What is required ::
Work out how many lines in the data hold the word "person", and reply with that number only.

Natural-language object grounding data ::
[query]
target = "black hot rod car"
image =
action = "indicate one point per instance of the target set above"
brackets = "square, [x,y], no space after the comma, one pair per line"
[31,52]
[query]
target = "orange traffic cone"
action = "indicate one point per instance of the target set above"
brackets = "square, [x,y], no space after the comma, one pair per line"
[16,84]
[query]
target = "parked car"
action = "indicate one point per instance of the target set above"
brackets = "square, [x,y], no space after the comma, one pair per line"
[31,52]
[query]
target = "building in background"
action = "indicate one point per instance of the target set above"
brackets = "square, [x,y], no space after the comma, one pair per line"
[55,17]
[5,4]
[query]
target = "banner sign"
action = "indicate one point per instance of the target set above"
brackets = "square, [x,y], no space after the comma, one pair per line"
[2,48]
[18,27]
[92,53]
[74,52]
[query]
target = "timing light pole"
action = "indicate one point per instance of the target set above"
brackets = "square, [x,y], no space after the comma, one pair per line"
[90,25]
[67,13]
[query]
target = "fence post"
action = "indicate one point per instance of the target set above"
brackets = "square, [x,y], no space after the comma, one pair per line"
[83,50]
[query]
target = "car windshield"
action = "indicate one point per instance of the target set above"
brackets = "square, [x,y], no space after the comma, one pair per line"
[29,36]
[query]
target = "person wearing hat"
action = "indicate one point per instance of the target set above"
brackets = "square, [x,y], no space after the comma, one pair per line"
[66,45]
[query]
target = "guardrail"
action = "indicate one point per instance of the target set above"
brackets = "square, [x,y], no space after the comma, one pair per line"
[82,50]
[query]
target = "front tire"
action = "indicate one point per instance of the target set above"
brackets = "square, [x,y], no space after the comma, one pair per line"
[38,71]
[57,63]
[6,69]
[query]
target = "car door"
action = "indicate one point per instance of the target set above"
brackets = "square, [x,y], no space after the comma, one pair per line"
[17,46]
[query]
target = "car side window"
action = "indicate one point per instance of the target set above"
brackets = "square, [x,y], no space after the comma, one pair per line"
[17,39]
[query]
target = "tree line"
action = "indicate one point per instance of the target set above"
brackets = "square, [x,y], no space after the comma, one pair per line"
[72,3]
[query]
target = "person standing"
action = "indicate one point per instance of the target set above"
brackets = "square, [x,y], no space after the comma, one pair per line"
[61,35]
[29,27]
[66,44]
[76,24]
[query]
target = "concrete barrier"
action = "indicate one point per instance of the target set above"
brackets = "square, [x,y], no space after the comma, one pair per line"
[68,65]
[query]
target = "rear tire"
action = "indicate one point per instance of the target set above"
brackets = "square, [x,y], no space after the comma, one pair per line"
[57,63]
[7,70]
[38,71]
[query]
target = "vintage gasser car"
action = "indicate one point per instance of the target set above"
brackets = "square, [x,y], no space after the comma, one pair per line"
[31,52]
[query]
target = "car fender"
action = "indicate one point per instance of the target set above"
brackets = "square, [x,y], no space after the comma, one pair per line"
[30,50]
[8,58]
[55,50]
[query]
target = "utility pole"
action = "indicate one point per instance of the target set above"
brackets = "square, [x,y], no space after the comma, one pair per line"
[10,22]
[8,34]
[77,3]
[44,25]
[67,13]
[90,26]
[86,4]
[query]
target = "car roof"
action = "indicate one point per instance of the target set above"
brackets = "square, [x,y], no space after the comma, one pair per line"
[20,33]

Written solution ::
2